**Exercise objective**
According to the passage on pigeon injuries, what most likely causes a sudden increase in pigeons around a home?

**Given passage**
******
Some common pigeon injuries
Broken Wing: A pigeon with a broken wing is usually unable to fly. Sometimes the wing is drooping or dragging. Occasionally there is bleeding or a protruding bone. Causes vary from the pigeon getting clipped by a car, a close encounter with a cat, even high winds that throw them against the side of a building. In some cases a vet can repair the wing, but often times the pigeon is handicapped for life.
Pellet Gun Wound: With this type of wound, you would notice a hole in the pigeon. The wound should be examined for possible infection by a vet. The bird will probably need antibiotics, regardless.
Broken Feet: More common in areas where there are fishermen. The pigeons' feet can become tangled in fishing wire or other loose string. This is very dangerous for the pigeon because it can cut circulation to the foot and become badly infected. Also applies to other types of birds hanging out near fishermen.
- Visit The Pigeon Forum and add a post about your bird. The people on this forum are helpful and can assist you in finding a vet, getting meds, or connect you with a rehabber in your area who can walk you through saving the bird's life.
- Don't be discouraged if you take a pigeon into your care but you're unable to save the bird's life. Not all pigeons can be saved. "You did what you could," says Benson, "and, at the very least, provided the pigeon with a safe, warm place."
- If you are flummoxed by an increase in pigeons around your home, don't take drastic measures like hiring an exterminator or shooting a pellet gun. The birds' sudden arrival is most likely the result of an increase in food. Once the source of food is eliminated, the pigeons will leave. "The pigeons will eat the seeds in your yard, then move on," says Benson. "It's that or deal with weeds later. Besides, their poop is the best fertilizer -- full of nitrogen!" One solution for keeping pigeons at bay involves putting a reflective material that will move with the breeze on your roof. The motion and reflection will discourage the birds from landing.
******
**Source information**
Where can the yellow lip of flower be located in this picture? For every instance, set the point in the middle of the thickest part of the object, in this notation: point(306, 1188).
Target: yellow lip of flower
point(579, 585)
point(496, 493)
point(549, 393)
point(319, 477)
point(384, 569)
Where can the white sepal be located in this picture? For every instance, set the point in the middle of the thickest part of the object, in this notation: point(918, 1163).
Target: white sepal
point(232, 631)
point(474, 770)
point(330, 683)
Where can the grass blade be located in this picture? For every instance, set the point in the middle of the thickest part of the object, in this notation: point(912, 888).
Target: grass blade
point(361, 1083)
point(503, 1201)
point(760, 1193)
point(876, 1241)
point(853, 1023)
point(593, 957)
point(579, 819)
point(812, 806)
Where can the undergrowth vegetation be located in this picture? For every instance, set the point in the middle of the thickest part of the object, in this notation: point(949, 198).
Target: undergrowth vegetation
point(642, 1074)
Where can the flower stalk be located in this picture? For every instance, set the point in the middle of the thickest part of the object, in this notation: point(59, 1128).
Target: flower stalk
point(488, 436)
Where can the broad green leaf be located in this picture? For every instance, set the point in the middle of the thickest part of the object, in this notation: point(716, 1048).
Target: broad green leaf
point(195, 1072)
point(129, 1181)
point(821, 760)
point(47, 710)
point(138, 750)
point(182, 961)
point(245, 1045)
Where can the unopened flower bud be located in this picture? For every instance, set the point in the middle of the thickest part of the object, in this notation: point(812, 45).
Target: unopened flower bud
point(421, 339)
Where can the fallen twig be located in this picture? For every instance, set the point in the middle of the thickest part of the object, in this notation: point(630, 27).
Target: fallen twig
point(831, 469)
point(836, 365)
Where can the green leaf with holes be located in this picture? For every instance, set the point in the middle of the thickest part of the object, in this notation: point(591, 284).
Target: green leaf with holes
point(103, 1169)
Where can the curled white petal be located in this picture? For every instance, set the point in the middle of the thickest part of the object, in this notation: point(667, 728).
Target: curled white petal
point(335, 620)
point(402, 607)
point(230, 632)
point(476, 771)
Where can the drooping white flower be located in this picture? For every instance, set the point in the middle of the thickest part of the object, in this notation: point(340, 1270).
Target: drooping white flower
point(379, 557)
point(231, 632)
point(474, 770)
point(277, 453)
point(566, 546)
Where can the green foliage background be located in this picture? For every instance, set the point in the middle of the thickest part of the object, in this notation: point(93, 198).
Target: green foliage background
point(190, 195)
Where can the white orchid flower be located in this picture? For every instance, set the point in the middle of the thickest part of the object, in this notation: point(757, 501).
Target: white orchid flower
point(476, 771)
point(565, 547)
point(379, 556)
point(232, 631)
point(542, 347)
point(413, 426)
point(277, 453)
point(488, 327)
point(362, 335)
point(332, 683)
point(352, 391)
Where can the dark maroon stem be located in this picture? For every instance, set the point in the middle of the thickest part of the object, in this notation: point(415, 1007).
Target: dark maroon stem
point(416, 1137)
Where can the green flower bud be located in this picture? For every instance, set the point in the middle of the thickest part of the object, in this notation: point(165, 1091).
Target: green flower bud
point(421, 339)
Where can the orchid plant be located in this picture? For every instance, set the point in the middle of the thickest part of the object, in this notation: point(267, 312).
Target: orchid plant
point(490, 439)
******
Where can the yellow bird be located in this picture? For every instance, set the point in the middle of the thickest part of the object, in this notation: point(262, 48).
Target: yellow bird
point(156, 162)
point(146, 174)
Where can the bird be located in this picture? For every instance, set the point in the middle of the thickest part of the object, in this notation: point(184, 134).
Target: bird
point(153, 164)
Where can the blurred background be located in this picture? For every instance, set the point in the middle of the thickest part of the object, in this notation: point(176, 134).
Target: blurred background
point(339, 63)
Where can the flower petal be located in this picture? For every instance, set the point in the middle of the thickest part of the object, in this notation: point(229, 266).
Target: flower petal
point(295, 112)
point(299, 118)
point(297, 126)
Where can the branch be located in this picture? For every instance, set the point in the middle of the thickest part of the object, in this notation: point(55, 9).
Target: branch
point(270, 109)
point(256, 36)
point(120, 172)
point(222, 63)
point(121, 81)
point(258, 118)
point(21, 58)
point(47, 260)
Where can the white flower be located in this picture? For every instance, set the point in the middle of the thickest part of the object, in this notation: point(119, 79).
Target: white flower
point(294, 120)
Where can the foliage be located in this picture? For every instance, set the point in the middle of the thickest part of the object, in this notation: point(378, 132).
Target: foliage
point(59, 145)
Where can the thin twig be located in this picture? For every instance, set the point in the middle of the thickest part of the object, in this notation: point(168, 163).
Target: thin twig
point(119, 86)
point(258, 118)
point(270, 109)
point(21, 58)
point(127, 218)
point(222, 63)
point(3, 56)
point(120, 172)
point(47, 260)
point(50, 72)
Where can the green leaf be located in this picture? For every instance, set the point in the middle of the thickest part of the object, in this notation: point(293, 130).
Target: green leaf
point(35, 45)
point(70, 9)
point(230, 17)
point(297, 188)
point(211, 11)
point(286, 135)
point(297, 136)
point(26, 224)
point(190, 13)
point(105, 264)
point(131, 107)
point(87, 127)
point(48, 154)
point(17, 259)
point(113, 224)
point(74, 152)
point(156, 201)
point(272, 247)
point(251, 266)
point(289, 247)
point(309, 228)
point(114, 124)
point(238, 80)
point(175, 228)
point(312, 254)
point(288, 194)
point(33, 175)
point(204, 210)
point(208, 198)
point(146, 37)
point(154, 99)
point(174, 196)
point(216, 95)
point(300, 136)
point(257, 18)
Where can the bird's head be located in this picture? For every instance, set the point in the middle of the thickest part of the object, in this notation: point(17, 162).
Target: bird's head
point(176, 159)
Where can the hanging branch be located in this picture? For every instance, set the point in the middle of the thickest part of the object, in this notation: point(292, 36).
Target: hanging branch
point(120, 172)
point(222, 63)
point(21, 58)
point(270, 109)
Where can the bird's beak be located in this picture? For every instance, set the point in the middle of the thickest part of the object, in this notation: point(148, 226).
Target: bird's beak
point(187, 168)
******
**Solution to this task**
An increase in food.